___ ИСХОДНЫЙ ТЕКСТ ___
В восходящем ряду животных от более простых к более сложным мы впервые встречаем образование групп в таком смысле у высших костистых рыб, а именно у колючеперых, а среди них в особенности у цихлид и других сравнительно близких к ним окунеобразных – таких, как рыбы-ангелы, рыбы-бабочки и помацентровые. Эти три семейства морских рыб уже знакомы нам по первым двум главам; мы видели, что они отличаются очень высоким уровнем внутривидовой агрессии, и это будет здесь особенно важно.

Выше, говоря об образовании анонимной стаи, я высказал категорическое утверждение, что эта древнейшая и чрезвычайно широко распространенная форма сообщества не происходит из семьи, из единства родителей и детей, в отличие от воинственных крысиных кланов и, вероятно, также стай других млекопитающих. В несколько ином смысле эволюционной праформой личного союза и группы несомненно является солидарность пары, сообща заботящейся о потомстве. Из такой пары, как известно, легко возникает семья; но связь, о которой пойдет речь сейчас, носит гораздо более специальный характер. Для начала мне хотелось бы наглядно описать, как возникают эти связи у цихлид, столь достойных благодарности за преподанные нам уроки.
___
> _ЧТО ТРЕБУЕТСЯ_
1. Пожалуйста, продублируйте фрагмент исходного текста дословно, начиная со слов «В восходящем ряду» вплоть до слов «здесь особенно важно.» включительно.
2. Изложите суть исходного текста в двух предложениях.
Эти строки взяты из другого источника.
___ ПРЕДОСТАВЛЕННЫЕ СТРОКИ ___
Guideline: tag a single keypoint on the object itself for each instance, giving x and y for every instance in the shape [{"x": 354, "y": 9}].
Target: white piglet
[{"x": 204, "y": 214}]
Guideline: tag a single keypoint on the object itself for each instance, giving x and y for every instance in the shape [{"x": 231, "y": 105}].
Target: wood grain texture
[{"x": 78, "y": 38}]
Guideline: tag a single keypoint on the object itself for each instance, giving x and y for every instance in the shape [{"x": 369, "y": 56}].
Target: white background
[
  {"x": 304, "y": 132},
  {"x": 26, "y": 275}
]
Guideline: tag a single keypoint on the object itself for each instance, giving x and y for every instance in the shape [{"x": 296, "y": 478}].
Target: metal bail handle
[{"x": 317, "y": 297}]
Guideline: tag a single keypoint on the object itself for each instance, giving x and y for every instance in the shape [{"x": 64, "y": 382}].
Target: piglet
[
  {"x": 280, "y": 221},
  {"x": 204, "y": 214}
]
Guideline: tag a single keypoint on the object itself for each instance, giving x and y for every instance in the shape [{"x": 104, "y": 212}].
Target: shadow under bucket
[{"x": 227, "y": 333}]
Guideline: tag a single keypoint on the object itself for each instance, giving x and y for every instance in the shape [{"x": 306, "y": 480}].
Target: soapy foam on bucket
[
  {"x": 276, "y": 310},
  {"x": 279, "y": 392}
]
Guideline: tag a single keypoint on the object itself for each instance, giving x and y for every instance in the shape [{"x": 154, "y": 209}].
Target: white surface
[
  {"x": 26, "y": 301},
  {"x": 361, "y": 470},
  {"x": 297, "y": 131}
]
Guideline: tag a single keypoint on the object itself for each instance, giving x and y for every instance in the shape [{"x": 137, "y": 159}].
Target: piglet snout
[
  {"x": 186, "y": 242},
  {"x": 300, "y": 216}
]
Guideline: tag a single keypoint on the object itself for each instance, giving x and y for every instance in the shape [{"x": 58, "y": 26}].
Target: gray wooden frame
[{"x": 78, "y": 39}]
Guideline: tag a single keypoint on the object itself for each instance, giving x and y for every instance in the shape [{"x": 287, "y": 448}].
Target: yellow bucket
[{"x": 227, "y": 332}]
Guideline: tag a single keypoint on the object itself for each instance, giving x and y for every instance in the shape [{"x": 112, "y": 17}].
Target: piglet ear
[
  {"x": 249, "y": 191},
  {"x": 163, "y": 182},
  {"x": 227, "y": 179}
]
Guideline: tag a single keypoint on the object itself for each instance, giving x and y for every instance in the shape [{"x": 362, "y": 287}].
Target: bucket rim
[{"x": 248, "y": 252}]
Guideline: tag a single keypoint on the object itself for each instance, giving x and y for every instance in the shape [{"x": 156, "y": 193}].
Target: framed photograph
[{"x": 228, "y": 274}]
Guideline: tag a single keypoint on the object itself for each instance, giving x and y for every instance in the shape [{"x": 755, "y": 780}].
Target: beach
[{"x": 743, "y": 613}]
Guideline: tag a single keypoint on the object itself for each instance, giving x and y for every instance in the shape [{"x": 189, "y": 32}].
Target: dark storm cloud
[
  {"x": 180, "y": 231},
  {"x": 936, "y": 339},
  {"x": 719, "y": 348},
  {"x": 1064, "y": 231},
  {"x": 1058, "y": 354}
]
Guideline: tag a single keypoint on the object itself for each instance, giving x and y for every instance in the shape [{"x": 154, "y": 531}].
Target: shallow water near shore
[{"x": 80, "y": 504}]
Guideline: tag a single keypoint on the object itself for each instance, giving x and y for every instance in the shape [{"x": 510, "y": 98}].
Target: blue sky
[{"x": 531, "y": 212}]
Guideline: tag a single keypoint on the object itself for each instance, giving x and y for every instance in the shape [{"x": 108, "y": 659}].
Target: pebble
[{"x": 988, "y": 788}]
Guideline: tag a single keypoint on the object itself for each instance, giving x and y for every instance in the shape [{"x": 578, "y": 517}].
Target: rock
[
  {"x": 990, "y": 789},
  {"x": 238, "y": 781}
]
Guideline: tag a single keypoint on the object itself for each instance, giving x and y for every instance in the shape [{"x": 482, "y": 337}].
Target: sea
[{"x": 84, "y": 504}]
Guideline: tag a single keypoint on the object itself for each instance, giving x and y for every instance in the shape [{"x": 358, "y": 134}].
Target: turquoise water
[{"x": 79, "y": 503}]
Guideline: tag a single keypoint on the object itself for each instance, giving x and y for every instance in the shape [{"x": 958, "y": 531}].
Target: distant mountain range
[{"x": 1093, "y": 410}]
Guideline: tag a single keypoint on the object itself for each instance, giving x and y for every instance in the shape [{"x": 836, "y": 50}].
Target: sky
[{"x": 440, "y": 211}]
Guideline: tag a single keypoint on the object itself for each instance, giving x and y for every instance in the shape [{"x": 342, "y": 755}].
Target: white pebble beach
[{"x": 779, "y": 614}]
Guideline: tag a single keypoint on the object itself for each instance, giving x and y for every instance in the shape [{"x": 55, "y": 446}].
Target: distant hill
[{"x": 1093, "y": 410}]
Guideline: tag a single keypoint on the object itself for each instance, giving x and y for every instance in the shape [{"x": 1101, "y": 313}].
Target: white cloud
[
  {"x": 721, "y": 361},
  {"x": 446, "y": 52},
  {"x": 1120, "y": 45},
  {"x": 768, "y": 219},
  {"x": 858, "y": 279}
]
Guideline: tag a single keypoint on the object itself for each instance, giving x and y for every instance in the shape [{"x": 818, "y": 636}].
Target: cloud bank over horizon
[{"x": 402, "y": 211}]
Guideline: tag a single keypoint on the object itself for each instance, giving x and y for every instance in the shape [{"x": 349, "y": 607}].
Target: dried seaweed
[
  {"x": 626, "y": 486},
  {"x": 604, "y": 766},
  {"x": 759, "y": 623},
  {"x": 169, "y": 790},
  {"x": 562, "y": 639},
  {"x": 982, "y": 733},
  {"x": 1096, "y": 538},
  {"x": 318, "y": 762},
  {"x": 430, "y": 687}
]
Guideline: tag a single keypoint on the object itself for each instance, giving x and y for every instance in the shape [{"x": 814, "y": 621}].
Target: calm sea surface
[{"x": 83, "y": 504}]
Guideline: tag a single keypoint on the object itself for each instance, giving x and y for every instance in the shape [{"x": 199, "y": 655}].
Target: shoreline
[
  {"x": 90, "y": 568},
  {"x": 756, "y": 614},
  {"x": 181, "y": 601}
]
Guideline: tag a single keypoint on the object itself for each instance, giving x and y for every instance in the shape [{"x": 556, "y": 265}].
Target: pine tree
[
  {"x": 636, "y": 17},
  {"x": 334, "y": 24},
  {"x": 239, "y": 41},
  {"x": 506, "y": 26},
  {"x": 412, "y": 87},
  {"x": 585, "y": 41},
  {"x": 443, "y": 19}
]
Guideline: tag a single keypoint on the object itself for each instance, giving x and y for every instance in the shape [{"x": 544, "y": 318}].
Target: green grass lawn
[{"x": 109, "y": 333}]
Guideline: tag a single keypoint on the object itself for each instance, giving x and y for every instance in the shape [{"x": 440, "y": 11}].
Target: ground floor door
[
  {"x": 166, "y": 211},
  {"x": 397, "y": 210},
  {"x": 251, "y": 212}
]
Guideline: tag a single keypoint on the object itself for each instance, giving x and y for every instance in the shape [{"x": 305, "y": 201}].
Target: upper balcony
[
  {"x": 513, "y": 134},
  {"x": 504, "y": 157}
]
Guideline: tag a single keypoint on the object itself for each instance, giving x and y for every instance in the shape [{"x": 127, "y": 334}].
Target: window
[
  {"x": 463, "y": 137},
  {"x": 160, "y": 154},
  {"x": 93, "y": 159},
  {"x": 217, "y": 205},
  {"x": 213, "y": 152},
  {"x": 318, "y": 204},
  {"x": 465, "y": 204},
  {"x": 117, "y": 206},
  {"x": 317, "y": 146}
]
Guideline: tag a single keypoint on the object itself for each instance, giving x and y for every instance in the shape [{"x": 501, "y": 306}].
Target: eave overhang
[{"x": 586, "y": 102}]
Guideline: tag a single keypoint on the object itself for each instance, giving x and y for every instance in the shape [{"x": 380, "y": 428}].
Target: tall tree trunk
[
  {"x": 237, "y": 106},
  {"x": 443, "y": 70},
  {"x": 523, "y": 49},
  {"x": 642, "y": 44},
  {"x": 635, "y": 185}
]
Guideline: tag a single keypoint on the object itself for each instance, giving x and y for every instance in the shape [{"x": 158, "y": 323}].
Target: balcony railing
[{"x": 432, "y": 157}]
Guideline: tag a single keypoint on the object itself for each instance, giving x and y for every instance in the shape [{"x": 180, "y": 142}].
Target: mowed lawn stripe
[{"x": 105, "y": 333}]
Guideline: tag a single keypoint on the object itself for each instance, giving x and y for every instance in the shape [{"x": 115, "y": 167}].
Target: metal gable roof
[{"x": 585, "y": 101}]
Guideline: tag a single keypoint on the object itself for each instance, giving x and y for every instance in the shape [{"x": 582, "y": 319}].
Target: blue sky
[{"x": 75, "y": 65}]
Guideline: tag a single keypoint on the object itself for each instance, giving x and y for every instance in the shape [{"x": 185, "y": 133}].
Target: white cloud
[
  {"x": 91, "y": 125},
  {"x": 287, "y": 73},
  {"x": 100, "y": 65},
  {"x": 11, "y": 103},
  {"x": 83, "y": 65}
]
___
> _ИТОГИ УПРАЖНЕНИЯ_
1.
В восходящем ряду животных от более простых к более сложным мы впервые встречаем образование групп в таком смысле у высших костистых рыб, а именно у колючеперых, а среди них в особенности у цихлид и других сравнительно близких к ним окунеобразных – таких, как рыбы-ангелы, рыбы-бабочки и помацентровые. Эти три семейства морских рыб уже знакомы нам по первым двум главам; мы видели, что они отличаются очень высоким уровнем внутривидовой агрессии, и это будет здесь особенно важно.

2. Образование групп впервые встречается у высших костистых рыб, прежде всего у цихлид и близких к ним окунеобразных: рыб-ангелов, рыб-бабочек и помацентровых, которые отличаются очень высоким уровнем внутривидовой агрессии. Анонимная стая не происходит из семьи, а эволюционной праформой личного союза и группы является солидарность пары, сообща заботящейся о потомстве, и возникновение таких связей предполагается показать на примере цихлид.